The irrationality of the energy debate in Australia knows no bounds and the reaction to latest efforts by the Federal Government to find a way forward for the country’s long-term energy needs is a testament to that.
Any energy policy solution that includes fossil fuels – whether it be gas, super-critical coal-power stations or even the yet untested carbon capture and storage technology – is immediately howled down.
For the left-leaning media, it must be renewables or nothing.
This is despite the fact that as The Australian’s Terry McCrann points out, 85 per cent of the world’s energy comes from “the old reliables”: oil, gas, coal and nuclear.
Furthermore, despite the billions upon billions of dollars that have been poured into renewable energy solutions, just 11 per cent of the world’s energy comes from renewables; and of that 7 per cent comes from hydro.
In other words, just 4 per cent comes from renewables – wind and solar and, bizarrely, biomass (the burning of wood, which is classified as a renewable, and which is commonly used in Europe rather than coal).
The fact is that, for the foreseeable future (and we are talking decades), coal and gas will be absolutely critical components of electricity generation, and Australia is providing much needed high-quality Australian coal and gas to other countries to provide for their energy needs while it continues to underpin our own economy.

Work order
Name the energy sources that the passage on Australia's energy debate identifies as "the old reliables." The items below are not needed.

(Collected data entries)

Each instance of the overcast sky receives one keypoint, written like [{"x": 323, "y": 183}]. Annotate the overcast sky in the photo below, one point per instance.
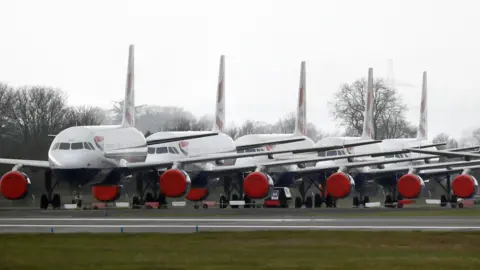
[{"x": 81, "y": 47}]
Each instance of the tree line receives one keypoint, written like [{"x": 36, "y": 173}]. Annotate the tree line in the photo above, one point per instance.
[{"x": 29, "y": 114}]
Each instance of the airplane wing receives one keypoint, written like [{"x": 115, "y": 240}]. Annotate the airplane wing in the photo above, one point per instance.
[
  {"x": 445, "y": 153},
  {"x": 180, "y": 138},
  {"x": 280, "y": 141},
  {"x": 208, "y": 158},
  {"x": 347, "y": 166},
  {"x": 26, "y": 163},
  {"x": 423, "y": 169}
]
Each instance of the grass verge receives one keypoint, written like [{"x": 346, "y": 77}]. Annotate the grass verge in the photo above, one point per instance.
[{"x": 243, "y": 250}]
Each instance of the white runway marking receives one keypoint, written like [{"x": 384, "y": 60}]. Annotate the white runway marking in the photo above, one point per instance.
[
  {"x": 240, "y": 226},
  {"x": 174, "y": 219}
]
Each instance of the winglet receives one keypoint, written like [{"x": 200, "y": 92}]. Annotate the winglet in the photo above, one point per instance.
[
  {"x": 422, "y": 132},
  {"x": 301, "y": 117},
  {"x": 128, "y": 118},
  {"x": 368, "y": 131},
  {"x": 218, "y": 124}
]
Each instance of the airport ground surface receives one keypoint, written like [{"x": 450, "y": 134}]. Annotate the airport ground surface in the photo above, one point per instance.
[{"x": 191, "y": 220}]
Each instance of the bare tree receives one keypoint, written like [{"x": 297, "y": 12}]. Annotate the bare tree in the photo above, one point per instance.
[{"x": 348, "y": 106}]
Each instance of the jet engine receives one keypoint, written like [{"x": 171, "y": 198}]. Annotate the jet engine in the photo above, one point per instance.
[
  {"x": 339, "y": 185},
  {"x": 197, "y": 194},
  {"x": 107, "y": 193},
  {"x": 174, "y": 183},
  {"x": 14, "y": 185},
  {"x": 410, "y": 186},
  {"x": 257, "y": 185},
  {"x": 464, "y": 186}
]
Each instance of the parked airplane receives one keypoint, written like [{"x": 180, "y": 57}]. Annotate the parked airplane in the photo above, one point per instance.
[
  {"x": 93, "y": 155},
  {"x": 207, "y": 151},
  {"x": 398, "y": 187},
  {"x": 213, "y": 145},
  {"x": 462, "y": 186}
]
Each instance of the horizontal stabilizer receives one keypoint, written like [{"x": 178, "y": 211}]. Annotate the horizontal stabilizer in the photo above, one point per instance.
[
  {"x": 26, "y": 162},
  {"x": 280, "y": 141},
  {"x": 180, "y": 138},
  {"x": 444, "y": 153}
]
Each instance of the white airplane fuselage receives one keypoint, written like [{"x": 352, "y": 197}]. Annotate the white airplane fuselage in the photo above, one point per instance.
[
  {"x": 220, "y": 143},
  {"x": 81, "y": 154},
  {"x": 260, "y": 138}
]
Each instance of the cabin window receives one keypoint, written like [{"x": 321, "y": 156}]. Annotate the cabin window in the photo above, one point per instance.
[
  {"x": 77, "y": 146},
  {"x": 162, "y": 150},
  {"x": 55, "y": 146},
  {"x": 331, "y": 153},
  {"x": 64, "y": 146},
  {"x": 91, "y": 146}
]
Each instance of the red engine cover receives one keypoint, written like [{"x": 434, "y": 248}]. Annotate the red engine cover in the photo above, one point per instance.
[
  {"x": 173, "y": 183},
  {"x": 463, "y": 186},
  {"x": 409, "y": 186},
  {"x": 107, "y": 193},
  {"x": 256, "y": 185},
  {"x": 197, "y": 194},
  {"x": 338, "y": 185},
  {"x": 14, "y": 185}
]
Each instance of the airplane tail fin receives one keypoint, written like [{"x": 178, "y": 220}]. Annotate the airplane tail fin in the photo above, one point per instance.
[
  {"x": 422, "y": 125},
  {"x": 128, "y": 118},
  {"x": 368, "y": 131},
  {"x": 218, "y": 124},
  {"x": 301, "y": 116}
]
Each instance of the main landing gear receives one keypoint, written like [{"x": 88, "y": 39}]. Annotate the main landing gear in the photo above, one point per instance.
[
  {"x": 49, "y": 197},
  {"x": 143, "y": 183},
  {"x": 448, "y": 197},
  {"x": 316, "y": 200}
]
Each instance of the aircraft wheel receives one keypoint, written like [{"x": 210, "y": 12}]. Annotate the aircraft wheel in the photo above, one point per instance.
[
  {"x": 149, "y": 197},
  {"x": 162, "y": 201},
  {"x": 298, "y": 202},
  {"x": 43, "y": 202},
  {"x": 356, "y": 201},
  {"x": 318, "y": 201},
  {"x": 56, "y": 202},
  {"x": 388, "y": 201},
  {"x": 443, "y": 201},
  {"x": 234, "y": 198},
  {"x": 453, "y": 201},
  {"x": 366, "y": 200},
  {"x": 308, "y": 202},
  {"x": 135, "y": 202},
  {"x": 248, "y": 202},
  {"x": 223, "y": 202},
  {"x": 329, "y": 201}
]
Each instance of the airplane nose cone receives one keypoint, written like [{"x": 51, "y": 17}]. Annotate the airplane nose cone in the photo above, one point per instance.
[{"x": 68, "y": 160}]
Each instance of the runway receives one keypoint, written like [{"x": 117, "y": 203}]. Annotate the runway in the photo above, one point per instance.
[{"x": 190, "y": 225}]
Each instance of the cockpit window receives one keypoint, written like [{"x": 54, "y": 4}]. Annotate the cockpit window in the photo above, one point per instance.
[
  {"x": 331, "y": 153},
  {"x": 162, "y": 150},
  {"x": 64, "y": 146},
  {"x": 77, "y": 146}
]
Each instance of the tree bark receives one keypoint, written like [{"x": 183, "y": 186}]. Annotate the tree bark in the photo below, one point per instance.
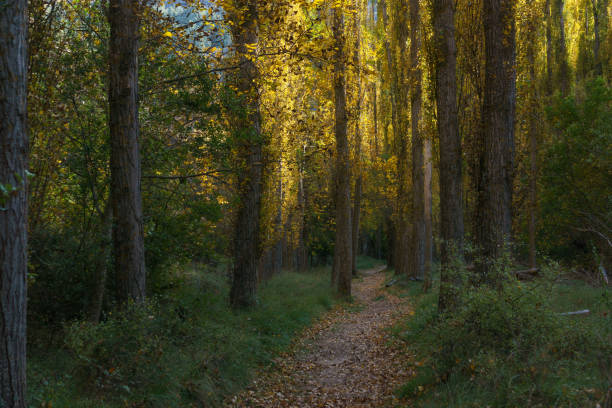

Reply to the task
Oil, gas, coal, and nuclear.